>> Start

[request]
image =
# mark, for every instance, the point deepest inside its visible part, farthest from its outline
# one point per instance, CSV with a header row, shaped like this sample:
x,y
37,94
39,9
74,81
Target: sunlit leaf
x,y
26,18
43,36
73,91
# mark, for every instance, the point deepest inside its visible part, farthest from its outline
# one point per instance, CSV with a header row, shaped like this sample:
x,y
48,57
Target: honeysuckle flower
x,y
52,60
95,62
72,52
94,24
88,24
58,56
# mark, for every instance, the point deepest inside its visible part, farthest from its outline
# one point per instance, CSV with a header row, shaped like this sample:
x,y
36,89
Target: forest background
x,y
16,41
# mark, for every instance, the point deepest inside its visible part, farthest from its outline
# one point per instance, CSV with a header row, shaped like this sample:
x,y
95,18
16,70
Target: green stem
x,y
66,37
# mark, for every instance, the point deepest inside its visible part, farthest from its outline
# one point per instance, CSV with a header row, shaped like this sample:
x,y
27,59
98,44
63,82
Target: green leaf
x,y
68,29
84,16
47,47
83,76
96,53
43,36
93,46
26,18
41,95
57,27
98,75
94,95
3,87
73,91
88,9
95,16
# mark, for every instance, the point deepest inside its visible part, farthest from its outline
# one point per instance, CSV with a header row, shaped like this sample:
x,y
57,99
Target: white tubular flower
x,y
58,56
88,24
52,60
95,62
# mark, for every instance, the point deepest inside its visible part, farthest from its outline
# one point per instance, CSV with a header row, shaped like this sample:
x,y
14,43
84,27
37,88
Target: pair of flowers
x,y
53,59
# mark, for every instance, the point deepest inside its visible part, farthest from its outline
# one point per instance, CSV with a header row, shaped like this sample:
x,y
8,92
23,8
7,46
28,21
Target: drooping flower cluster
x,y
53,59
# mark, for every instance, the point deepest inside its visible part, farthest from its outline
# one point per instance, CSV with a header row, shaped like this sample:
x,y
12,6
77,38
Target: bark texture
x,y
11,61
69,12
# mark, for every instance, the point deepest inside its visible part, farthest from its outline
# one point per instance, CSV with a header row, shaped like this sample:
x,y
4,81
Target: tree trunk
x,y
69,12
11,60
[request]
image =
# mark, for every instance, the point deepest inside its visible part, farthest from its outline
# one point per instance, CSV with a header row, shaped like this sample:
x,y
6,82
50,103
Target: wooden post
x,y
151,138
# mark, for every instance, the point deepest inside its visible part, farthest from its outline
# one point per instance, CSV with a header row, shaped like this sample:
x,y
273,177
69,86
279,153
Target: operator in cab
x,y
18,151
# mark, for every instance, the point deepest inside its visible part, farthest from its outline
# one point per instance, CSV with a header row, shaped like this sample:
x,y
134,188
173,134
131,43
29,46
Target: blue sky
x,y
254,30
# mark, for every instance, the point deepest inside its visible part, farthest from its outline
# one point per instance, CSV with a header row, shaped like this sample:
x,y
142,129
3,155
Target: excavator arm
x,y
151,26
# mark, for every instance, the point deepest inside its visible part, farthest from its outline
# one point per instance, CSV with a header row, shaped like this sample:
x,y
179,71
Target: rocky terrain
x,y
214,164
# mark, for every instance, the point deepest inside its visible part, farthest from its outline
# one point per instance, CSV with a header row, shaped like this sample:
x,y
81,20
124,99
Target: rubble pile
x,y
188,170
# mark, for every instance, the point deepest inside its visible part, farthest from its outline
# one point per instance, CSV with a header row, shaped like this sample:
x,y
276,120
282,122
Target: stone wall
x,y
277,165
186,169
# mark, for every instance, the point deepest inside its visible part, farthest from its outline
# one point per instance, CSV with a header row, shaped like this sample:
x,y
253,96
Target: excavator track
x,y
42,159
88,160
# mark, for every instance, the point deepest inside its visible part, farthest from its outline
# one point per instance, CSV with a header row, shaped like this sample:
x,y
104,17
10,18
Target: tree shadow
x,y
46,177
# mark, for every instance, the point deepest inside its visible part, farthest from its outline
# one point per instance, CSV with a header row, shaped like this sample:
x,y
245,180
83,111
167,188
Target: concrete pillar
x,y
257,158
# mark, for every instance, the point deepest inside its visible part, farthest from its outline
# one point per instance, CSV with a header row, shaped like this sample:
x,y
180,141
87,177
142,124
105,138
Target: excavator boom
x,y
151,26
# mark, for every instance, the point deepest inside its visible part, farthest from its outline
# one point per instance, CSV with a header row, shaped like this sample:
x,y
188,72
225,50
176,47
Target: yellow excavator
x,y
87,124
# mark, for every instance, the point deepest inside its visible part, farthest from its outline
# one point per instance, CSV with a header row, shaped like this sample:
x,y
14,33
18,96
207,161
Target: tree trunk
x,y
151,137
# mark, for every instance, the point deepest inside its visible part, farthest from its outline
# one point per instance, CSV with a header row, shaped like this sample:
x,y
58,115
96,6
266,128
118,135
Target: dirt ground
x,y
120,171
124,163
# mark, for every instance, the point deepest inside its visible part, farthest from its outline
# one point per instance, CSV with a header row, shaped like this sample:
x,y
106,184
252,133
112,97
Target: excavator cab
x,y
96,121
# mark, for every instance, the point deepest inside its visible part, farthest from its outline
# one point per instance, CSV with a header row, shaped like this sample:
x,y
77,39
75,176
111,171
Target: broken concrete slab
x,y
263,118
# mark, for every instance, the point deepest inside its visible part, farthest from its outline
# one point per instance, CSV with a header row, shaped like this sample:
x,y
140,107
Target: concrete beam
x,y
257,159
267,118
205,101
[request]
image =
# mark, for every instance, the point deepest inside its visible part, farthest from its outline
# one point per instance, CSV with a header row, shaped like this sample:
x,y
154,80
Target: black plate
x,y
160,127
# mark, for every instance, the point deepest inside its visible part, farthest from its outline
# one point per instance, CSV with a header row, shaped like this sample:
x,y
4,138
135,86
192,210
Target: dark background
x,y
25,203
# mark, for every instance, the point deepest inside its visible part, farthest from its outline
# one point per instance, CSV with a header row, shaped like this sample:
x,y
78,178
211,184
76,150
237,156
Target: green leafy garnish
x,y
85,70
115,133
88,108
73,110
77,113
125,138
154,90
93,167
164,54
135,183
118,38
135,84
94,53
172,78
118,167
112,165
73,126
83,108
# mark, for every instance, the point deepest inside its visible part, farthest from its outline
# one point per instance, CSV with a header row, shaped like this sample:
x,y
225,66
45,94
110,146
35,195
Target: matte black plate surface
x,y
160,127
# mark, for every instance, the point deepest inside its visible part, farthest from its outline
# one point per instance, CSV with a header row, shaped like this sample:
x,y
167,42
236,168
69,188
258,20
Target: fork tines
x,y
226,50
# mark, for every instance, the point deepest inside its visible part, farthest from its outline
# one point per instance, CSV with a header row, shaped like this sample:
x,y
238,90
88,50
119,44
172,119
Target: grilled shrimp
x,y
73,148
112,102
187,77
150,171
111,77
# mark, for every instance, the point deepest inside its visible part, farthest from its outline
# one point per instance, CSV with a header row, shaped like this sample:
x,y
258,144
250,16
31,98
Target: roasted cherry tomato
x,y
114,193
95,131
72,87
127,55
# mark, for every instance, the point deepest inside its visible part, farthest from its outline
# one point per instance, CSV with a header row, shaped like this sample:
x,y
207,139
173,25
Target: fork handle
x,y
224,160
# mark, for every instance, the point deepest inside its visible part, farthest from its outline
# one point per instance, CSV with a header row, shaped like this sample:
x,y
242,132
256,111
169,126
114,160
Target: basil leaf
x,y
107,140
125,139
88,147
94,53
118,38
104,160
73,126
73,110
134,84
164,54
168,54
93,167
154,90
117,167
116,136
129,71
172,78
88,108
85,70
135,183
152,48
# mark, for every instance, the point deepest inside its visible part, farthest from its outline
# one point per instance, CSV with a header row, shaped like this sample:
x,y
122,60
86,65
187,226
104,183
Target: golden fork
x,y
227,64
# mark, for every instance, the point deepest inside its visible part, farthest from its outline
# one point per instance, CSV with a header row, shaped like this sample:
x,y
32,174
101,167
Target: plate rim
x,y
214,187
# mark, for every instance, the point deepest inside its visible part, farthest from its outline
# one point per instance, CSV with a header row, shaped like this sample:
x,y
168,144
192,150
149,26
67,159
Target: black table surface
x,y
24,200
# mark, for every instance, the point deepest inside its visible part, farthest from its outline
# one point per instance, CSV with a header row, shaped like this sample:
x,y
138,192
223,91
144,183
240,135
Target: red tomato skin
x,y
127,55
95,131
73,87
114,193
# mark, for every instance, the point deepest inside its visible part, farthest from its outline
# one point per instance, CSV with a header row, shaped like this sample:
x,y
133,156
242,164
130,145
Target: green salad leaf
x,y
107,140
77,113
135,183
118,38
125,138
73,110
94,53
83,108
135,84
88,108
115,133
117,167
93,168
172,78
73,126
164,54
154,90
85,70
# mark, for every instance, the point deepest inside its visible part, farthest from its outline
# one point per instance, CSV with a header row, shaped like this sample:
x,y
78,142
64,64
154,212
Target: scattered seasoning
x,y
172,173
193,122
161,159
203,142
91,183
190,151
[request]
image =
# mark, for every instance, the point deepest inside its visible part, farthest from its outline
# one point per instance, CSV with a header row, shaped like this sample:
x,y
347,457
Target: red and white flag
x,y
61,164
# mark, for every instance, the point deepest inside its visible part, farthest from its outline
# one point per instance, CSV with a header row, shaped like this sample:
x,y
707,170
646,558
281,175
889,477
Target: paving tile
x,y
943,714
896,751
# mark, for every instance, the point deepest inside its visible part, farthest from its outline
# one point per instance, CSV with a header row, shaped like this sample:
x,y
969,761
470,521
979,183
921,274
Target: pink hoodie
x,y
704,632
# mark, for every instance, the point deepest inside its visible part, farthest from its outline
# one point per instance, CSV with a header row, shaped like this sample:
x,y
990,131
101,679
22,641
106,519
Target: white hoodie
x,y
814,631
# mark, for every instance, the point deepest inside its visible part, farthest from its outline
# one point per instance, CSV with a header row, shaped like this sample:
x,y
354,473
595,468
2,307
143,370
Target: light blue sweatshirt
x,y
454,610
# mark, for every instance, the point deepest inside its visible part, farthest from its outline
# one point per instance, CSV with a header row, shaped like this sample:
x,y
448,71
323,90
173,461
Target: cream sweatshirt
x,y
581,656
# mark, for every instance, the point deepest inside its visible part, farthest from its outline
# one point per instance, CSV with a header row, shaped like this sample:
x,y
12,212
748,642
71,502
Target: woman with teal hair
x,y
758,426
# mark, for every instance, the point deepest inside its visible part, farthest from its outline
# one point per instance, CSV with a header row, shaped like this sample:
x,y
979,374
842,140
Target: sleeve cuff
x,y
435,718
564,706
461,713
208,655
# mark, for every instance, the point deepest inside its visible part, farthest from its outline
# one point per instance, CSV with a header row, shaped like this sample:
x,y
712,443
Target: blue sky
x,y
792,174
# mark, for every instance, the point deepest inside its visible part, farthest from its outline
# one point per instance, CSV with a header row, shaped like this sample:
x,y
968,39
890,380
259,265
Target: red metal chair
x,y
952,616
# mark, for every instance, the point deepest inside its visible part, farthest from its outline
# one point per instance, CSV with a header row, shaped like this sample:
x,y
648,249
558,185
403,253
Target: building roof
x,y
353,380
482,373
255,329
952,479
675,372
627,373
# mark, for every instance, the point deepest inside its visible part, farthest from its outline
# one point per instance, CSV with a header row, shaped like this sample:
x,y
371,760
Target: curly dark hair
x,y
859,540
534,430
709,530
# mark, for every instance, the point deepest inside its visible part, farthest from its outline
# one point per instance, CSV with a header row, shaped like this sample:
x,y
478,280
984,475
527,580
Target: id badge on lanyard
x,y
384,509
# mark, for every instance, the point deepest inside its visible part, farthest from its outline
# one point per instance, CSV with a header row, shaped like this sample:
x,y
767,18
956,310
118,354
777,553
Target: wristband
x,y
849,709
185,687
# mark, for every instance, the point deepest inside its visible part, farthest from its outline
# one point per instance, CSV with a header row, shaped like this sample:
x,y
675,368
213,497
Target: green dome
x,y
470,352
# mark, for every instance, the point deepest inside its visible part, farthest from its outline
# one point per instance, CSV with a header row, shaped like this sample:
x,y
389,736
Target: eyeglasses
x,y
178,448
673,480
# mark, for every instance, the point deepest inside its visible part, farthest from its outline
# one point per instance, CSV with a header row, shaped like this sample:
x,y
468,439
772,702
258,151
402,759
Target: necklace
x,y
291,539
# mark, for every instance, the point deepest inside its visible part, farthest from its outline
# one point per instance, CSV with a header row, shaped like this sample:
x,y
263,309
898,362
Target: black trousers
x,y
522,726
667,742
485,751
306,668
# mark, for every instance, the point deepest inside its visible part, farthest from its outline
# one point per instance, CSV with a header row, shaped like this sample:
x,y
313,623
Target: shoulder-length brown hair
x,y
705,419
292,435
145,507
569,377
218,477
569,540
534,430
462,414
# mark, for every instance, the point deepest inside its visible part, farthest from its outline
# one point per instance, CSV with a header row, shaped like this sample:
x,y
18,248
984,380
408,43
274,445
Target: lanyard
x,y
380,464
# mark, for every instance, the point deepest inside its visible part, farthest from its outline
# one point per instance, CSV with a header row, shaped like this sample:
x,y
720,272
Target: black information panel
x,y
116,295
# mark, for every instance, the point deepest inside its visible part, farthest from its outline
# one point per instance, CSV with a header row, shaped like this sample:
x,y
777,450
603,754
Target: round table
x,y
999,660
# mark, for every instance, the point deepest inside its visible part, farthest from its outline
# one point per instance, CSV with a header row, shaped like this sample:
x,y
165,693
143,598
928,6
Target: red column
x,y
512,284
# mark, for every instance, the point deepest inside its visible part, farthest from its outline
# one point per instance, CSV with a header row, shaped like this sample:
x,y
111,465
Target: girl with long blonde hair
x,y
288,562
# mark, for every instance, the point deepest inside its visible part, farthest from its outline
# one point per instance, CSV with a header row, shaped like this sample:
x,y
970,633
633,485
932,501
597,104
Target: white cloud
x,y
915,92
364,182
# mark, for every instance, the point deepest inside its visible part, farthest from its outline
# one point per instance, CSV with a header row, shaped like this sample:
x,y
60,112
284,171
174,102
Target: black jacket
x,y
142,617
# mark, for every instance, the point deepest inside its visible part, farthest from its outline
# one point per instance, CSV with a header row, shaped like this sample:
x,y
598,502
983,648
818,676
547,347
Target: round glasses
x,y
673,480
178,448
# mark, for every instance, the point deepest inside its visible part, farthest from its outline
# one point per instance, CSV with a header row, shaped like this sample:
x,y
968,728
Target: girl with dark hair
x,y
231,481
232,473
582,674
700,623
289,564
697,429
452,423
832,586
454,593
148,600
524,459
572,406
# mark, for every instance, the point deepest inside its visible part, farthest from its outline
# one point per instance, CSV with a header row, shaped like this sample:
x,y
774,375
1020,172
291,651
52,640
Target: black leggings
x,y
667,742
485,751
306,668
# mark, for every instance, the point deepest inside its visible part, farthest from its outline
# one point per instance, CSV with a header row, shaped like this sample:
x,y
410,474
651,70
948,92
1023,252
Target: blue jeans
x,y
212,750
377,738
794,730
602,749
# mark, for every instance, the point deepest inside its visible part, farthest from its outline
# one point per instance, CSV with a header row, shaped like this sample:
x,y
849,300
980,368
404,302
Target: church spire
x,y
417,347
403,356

>> End

Given exercise >> Return every line from the records above that contains the string "plate". Treat the match as case-sensitive.

Complete response >>
Target: black plate
Target: matte black plate surface
Target: plate rim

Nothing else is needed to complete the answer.